* [Selected excerpt]:
______

Local school officials: Current aid not enough
Districts feel their already-strapped budgets can't afford more cuts.
BY RACHAEL GRAY
Less than a week after a Kansas court ruled Kansas must increase its spending on elementary and secondary education to comply with state law, Gov. Sam Brownback addressed the issue in his state-of-the state address, saying funding for Kansas schools should stay as is.
What the governor meant by that is the base aid per student pupil should stay at $3,838, which was set by legislators in May 2012 based on available state revenues.
Local school officials say that number won't be enough as school costs and utilities continue to increase. The funding will hinge on student population, or raising the taxpayers' burden to the school district, local officials say.
Kathleen Whitley, chief financial officer for Garden City USD 457, said that number for the current school year is an increase of $58 from the 2011-12 school year.
"But that's still far lower than what it was in 2008-09. It was at $4,433 for that school year," she said.
Whitley said the net decrease between 2008-09 and now is 13 percent.
"Our base aid per pupil over the last five years has gone down about 17 percent. Last year it went up, so the net decrease is 13 percent," she said.
Whitley said 85 percent of the district's expenditures are salary or salary-related.
"In any kind of increase in salary, we won't be able to do that unless we start looking to make cuts elsewhere," she said.
Whitley said the budget will be tight as the district is expected to have a 10 percent increase in utilities.
Brownback's proposal of using Kansas highway money for transportation concerns Whitley.
"I don't know what the Legislature will do on that," she said.
Whitley said she doesn't know if using the highway money is a good idea or not.
What she does know is that keeping the base aid per student pupil the same will strain school districts.
"I know it's going to be difficult to provide the services that we currently provide if the base aid per student pupil doesn't increase, without increasing the local option budget," she said.
Whitley said that unlike some school districts, USD 457 is lucky in that it can increase its local option budget. Some districts in the state are at their maximum allowable amount.
"We are around 25 percent, which is fairly low compared to other districts our size," she said.
Another concern Whitley has is the state aid equalization. Since not all districts can raise the same amount of property taxes, some of the poorer districts get state aid equalization. Garden City is one of those districts.
"The amount we are supposed to get from the state has slowly declined. What that translates into is higher property taxes," she said.
Jean Rush, superintendent at USD 363 Holcomb Schools, said enrollment in the district needs to stay steady in order for funding to stay steady.
So far, that doesn't seem to be an issue for Holcomb schools.
"I'd really be concerned for schools that are decreasing in enrollment. They're hurting. At bigger schools, they're increasing, so they'll get more money," Rush said.
How the governor's proposal will affect Holcomb is the student-to-teacher ratio.
"The quality of education based on adults per children, that can be significant," Rush said.

______

* [Data shown]:
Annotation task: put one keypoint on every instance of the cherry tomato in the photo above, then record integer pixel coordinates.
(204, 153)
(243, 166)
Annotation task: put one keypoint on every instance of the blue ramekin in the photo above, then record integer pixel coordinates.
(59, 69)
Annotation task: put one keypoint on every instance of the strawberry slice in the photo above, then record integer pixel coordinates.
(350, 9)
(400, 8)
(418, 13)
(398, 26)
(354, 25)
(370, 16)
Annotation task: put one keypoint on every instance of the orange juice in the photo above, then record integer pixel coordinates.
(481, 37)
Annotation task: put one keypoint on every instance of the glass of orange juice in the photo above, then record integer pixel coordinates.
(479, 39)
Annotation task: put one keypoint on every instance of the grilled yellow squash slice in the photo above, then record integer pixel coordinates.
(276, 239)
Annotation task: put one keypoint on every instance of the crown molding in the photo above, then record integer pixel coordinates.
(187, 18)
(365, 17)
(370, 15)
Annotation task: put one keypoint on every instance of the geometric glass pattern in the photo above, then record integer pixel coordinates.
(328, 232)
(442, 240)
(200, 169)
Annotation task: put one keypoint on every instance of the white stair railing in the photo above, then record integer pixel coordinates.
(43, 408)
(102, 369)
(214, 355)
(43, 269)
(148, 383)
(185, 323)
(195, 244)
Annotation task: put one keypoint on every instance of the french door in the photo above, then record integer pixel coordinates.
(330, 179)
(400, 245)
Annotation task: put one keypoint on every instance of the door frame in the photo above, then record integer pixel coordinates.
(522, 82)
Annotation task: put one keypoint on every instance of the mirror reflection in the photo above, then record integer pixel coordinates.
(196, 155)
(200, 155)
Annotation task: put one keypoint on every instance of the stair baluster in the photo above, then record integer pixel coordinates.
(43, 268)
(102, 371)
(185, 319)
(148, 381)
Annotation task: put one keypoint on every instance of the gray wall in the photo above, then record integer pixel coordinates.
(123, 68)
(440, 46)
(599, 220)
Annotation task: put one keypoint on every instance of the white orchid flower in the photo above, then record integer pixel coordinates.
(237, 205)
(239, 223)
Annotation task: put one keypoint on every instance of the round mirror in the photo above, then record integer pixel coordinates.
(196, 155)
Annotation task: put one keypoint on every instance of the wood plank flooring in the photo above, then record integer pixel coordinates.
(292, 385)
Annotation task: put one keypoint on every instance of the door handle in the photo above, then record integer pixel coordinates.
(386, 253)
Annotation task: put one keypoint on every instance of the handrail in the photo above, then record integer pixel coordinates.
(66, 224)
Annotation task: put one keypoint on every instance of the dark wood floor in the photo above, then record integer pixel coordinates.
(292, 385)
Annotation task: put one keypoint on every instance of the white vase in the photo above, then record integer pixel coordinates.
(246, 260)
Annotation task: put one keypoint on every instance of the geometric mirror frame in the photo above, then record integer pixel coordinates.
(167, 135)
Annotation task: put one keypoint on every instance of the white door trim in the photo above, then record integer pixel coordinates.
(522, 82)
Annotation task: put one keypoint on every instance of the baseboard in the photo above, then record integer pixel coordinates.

______

* [Task instructions]:
- a) Summarize the school funding article in two sentences.
- b) Translate this sentence from the school funding article into Spanish: "Whitley said the net decrease between 2008-09 and now is 13 percent."
- c) Pick up the school funding article after its final sentence and write the next few paragraphs.
The records have no connection to the text.

* [Results by task]:
- a) After a Kansas court ruled that the state must increase its spending on elementary and secondary education, Gov. Sam Brownback said base aid per pupil should stay at $3,838. Local school officials say that amount won't be enough as costs and utilities rise, and they warn that districts will have to make cuts elsewhere, raise the local option budget, or depend on steady enrollment to keep funding level.

- b) Whitley dijo que la disminución neta entre 2008-09 y ahora es del 13 por ciento.

- c)
Utilities for Holcomb also are predicted to increase as another wing will be opened in Holcomb Elementary School.
Rush said further cuts to personnel and teachers is not an option for USD 363.
Since the 2008 economic downturn, Holcomb has had to do more with less.
"School districts across the state were cut. And we were cut to the point where we are bare bones. We're at that point. When (a teacher) is sick or gone, it really impacts us. I honestly cannot see how we could do with fewer staff members than we already have. I do not see that as an option," she said.
Rush said she hopes enrollment numbers stay steady. In the meantime, the district will look at other budget options, such as some state and federal grants.
She also was concerned about the governor's call Tuesday night to have all students reading by the third grade and not being promoted to fourth grade until they are proficient.
"I think we really need to look then at early childhood interventionists. The state has frozen the number that we can apply for, for at-risk. If the expectation is that we are to have them grade-level ready, we need to provide students with early intervention and education. I think that's important," she said.
In the now challenged Shawnee County District Court ruling, the judges barred lawmakers from making further cuts to per-pupil spending. But the ruling also acknowledged the state likely would appeal the court's findings.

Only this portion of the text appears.